• [Supplied information]:
_ _ _

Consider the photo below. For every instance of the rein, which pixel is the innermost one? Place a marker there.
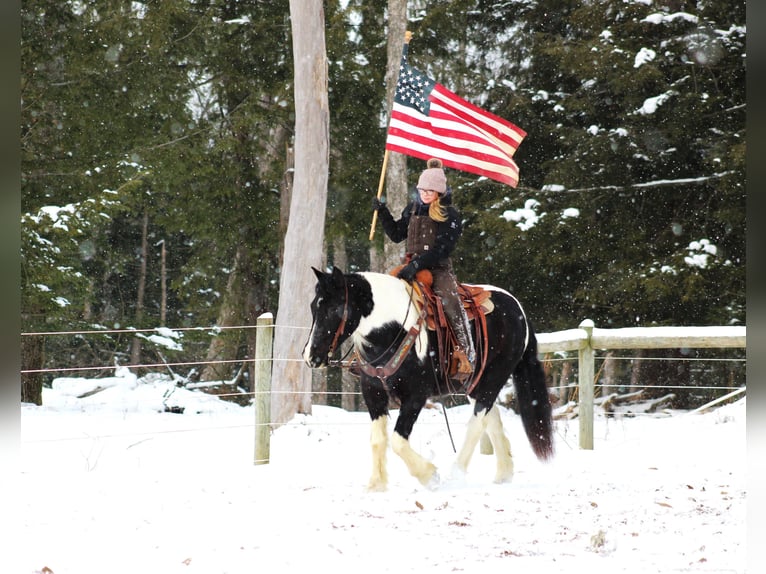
(393, 364)
(342, 326)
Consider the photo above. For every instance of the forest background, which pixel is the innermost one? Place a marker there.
(156, 167)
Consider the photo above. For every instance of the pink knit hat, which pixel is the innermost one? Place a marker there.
(433, 177)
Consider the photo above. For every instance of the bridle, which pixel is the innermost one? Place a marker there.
(342, 326)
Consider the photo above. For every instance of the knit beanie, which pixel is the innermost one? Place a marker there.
(433, 177)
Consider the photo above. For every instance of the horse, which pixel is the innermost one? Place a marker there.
(377, 311)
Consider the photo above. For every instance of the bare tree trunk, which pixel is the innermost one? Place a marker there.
(308, 205)
(135, 352)
(396, 173)
(32, 357)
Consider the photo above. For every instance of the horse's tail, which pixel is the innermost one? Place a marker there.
(534, 402)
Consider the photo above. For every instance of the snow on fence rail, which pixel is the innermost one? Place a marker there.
(586, 339)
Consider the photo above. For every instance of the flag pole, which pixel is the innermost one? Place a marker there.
(380, 192)
(407, 38)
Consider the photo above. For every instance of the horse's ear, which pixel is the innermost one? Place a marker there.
(337, 275)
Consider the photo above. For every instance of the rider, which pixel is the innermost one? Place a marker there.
(431, 226)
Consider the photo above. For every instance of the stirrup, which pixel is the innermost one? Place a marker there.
(461, 367)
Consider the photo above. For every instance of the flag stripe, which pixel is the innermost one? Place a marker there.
(454, 134)
(428, 120)
(406, 120)
(413, 136)
(491, 124)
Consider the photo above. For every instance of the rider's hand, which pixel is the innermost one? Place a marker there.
(378, 202)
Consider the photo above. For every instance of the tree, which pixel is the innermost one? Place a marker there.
(305, 229)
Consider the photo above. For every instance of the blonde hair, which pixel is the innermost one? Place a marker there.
(437, 211)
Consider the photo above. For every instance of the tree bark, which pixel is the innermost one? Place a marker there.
(308, 205)
(32, 356)
(396, 173)
(135, 353)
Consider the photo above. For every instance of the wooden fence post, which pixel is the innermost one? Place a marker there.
(585, 399)
(264, 338)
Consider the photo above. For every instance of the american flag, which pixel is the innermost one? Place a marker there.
(427, 120)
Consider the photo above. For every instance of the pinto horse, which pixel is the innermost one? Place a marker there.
(378, 312)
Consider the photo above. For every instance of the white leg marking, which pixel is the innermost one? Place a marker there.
(419, 467)
(379, 446)
(501, 446)
(474, 430)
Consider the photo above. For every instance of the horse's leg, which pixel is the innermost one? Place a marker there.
(379, 446)
(418, 466)
(474, 429)
(501, 446)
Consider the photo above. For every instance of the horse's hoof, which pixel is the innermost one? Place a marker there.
(430, 478)
(457, 474)
(503, 477)
(433, 482)
(377, 486)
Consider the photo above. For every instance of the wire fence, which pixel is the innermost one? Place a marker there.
(561, 373)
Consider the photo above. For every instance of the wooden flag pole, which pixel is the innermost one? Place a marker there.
(407, 38)
(380, 192)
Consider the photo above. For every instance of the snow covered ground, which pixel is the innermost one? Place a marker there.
(110, 483)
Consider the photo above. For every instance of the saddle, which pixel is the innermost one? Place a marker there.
(477, 303)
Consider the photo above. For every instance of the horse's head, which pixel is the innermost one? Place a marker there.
(330, 311)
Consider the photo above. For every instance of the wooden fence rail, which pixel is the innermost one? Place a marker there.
(586, 340)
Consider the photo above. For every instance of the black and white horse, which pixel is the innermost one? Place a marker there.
(376, 310)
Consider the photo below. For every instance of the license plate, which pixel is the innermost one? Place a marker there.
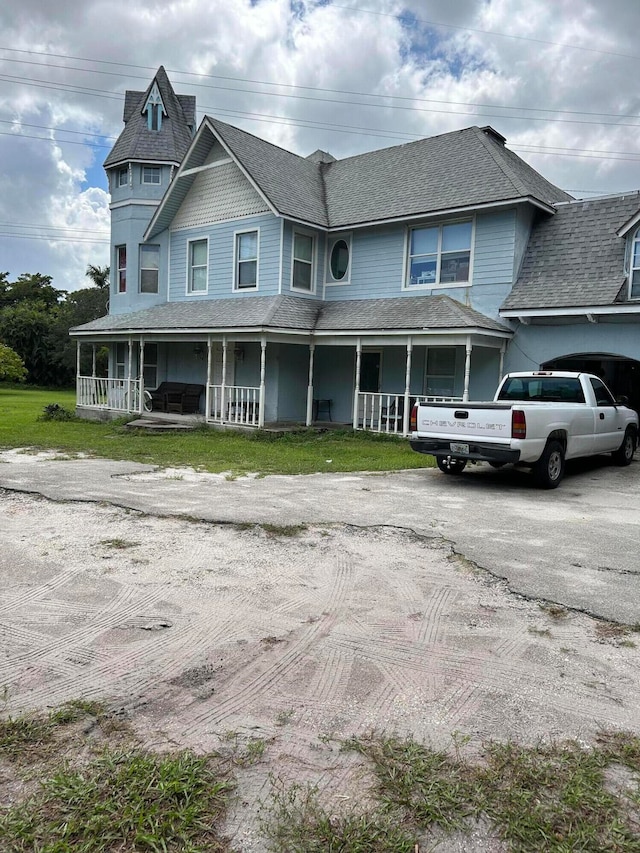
(459, 448)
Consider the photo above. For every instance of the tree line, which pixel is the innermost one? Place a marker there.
(35, 319)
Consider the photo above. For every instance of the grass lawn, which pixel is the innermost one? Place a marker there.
(304, 452)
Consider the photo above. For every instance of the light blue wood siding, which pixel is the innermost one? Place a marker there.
(535, 344)
(221, 258)
(378, 258)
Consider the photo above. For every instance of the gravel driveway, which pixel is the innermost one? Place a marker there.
(409, 602)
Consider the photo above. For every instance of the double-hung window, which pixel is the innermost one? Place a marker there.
(303, 255)
(121, 263)
(151, 174)
(149, 268)
(440, 255)
(634, 277)
(197, 273)
(246, 262)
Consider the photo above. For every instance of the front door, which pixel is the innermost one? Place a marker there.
(370, 363)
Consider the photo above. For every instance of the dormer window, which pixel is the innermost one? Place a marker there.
(634, 271)
(154, 108)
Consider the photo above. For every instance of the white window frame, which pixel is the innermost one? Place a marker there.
(634, 272)
(157, 170)
(120, 270)
(437, 284)
(314, 250)
(120, 365)
(330, 281)
(190, 267)
(141, 249)
(237, 261)
(435, 392)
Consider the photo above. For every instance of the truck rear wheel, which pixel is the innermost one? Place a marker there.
(450, 465)
(549, 469)
(624, 454)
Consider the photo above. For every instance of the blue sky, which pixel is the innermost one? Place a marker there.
(556, 77)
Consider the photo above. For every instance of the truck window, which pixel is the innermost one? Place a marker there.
(603, 396)
(552, 389)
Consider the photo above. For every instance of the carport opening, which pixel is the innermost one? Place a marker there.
(622, 375)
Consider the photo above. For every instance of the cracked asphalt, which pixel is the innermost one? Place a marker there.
(577, 546)
(372, 617)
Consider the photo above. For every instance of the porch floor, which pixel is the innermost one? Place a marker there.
(163, 422)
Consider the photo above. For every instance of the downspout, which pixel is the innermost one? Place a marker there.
(263, 366)
(207, 390)
(467, 370)
(141, 390)
(309, 419)
(129, 374)
(357, 388)
(407, 388)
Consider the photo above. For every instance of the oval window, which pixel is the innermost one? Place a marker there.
(339, 259)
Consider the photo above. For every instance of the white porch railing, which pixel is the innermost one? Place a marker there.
(386, 412)
(235, 404)
(118, 395)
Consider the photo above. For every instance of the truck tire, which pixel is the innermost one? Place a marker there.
(624, 454)
(549, 469)
(450, 465)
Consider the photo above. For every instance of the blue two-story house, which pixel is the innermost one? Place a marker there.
(297, 289)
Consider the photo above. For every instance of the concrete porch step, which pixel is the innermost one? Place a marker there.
(159, 426)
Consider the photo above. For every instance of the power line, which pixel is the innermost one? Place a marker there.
(493, 33)
(281, 85)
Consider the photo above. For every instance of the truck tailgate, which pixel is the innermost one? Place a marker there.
(485, 421)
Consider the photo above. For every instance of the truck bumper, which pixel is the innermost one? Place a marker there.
(477, 451)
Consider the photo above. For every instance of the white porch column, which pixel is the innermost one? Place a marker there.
(79, 391)
(223, 387)
(356, 392)
(263, 365)
(309, 421)
(407, 388)
(467, 370)
(141, 390)
(207, 388)
(129, 375)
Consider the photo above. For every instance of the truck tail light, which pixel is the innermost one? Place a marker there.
(518, 424)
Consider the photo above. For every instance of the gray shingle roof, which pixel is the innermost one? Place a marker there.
(292, 184)
(460, 169)
(574, 258)
(167, 145)
(299, 313)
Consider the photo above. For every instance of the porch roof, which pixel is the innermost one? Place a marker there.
(290, 313)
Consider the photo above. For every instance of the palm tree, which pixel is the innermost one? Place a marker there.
(99, 276)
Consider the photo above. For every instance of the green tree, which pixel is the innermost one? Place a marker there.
(12, 368)
(99, 276)
(34, 288)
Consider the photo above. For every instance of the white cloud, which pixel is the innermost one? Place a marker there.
(494, 52)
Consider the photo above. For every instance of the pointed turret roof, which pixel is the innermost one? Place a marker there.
(167, 145)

_ _ _

• [Work instructions]: Using the material above, reproduce exactly the line that contains "tail light, which" and all lines after it through the last one, and only those.

• [The response]:
Consider the photo above. For every instance of the truck tail light, which pixel is the innermost one? Place a marker there.
(518, 424)
Consider the photo above. For every instance of the gray shingle roof, which pixel is the innermost one? Place a marker there.
(292, 184)
(460, 169)
(574, 258)
(167, 145)
(299, 313)
Consider the photo above. For every instance of the porch roof, which pixel is the innermost one? Place a marker there.
(290, 313)
Consider the photo above. For every instance of the palm tree, which pixel is the innermost one? Place a marker there.
(99, 276)
Consider the photo above. For every instance of the green tree, which pixel is the innermost one? Place a marker there.
(12, 368)
(99, 276)
(34, 288)
Consider the photo above. For every instance of the white cloud, which pixel is the innermost one? Place a marker there.
(494, 52)
Consider the photo above. For every instance of the pointed turret roof, which pixel is the innermost one? Place a marker there.
(167, 145)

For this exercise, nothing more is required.